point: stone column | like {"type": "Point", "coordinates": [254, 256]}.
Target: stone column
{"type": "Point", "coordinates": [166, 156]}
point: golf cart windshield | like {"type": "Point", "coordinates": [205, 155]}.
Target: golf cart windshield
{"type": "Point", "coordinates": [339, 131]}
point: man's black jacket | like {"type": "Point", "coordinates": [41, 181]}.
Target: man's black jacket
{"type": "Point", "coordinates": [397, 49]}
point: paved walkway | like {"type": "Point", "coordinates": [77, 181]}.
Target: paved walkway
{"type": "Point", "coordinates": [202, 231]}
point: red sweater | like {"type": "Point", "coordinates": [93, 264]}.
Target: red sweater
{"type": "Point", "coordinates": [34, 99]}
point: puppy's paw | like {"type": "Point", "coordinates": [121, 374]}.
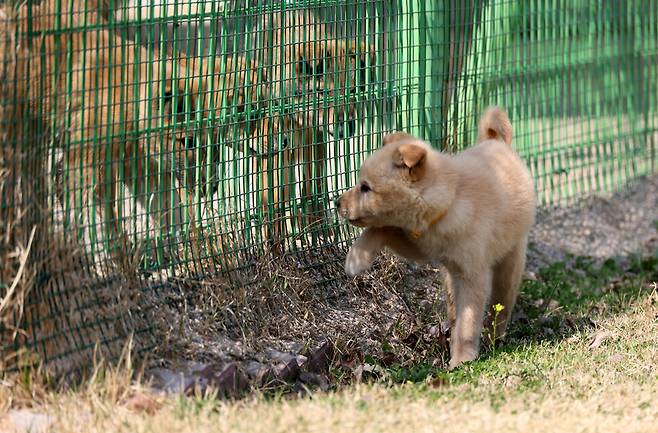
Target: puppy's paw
{"type": "Point", "coordinates": [358, 261]}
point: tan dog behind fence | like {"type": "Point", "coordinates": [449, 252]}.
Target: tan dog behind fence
{"type": "Point", "coordinates": [471, 212]}
{"type": "Point", "coordinates": [123, 117]}
{"type": "Point", "coordinates": [319, 75]}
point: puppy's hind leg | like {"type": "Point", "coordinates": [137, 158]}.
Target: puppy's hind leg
{"type": "Point", "coordinates": [471, 290]}
{"type": "Point", "coordinates": [505, 288]}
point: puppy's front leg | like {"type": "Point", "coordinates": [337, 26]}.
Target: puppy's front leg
{"type": "Point", "coordinates": [471, 290]}
{"type": "Point", "coordinates": [372, 241]}
{"type": "Point", "coordinates": [363, 251]}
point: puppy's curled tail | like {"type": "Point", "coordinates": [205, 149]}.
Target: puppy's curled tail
{"type": "Point", "coordinates": [495, 125]}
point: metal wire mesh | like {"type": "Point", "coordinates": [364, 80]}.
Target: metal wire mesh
{"type": "Point", "coordinates": [146, 142]}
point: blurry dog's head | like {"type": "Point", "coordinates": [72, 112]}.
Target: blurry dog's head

→ **Brief**:
Repeat the full listing above exactly, with no pictures in the copy.

→ **Task solution**:
point: stone column | like {"type": "Point", "coordinates": [254, 256]}.
Target: stone column
{"type": "Point", "coordinates": [166, 156]}
point: golf cart windshield | like {"type": "Point", "coordinates": [205, 155]}.
Target: golf cart windshield
{"type": "Point", "coordinates": [339, 131]}
point: man's black jacket | like {"type": "Point", "coordinates": [41, 181]}.
Target: man's black jacket
{"type": "Point", "coordinates": [397, 49]}
point: paved walkway | like {"type": "Point", "coordinates": [77, 181]}.
Target: paved walkway
{"type": "Point", "coordinates": [202, 231]}
point: red sweater | like {"type": "Point", "coordinates": [93, 264]}.
Target: red sweater
{"type": "Point", "coordinates": [34, 99]}
point: puppy's paw | like {"type": "Point", "coordinates": [121, 374]}.
Target: puppy's paw
{"type": "Point", "coordinates": [358, 261]}
point: tan dog behind fence | like {"type": "Point", "coordinates": [449, 252]}.
Target: tan dog behind fence
{"type": "Point", "coordinates": [471, 212]}
{"type": "Point", "coordinates": [123, 117]}
{"type": "Point", "coordinates": [319, 75]}
point: puppy's hind leg | like {"type": "Point", "coordinates": [137, 158]}.
Target: puppy's hind leg
{"type": "Point", "coordinates": [471, 290]}
{"type": "Point", "coordinates": [505, 288]}
point: puppy's front leg | like {"type": "Point", "coordinates": [337, 26]}.
Target: puppy's front leg
{"type": "Point", "coordinates": [471, 290]}
{"type": "Point", "coordinates": [372, 241]}
{"type": "Point", "coordinates": [363, 251]}
point: puppy's curled tail | like {"type": "Point", "coordinates": [205, 149]}.
Target: puppy's curled tail
{"type": "Point", "coordinates": [495, 125]}
point: metal wire mesh | like {"type": "Point", "coordinates": [364, 80]}.
Target: metal wire mesh
{"type": "Point", "coordinates": [146, 142]}
point: blurry dog's head | like {"type": "Point", "coordinates": [72, 112]}.
Target: blurry dog's head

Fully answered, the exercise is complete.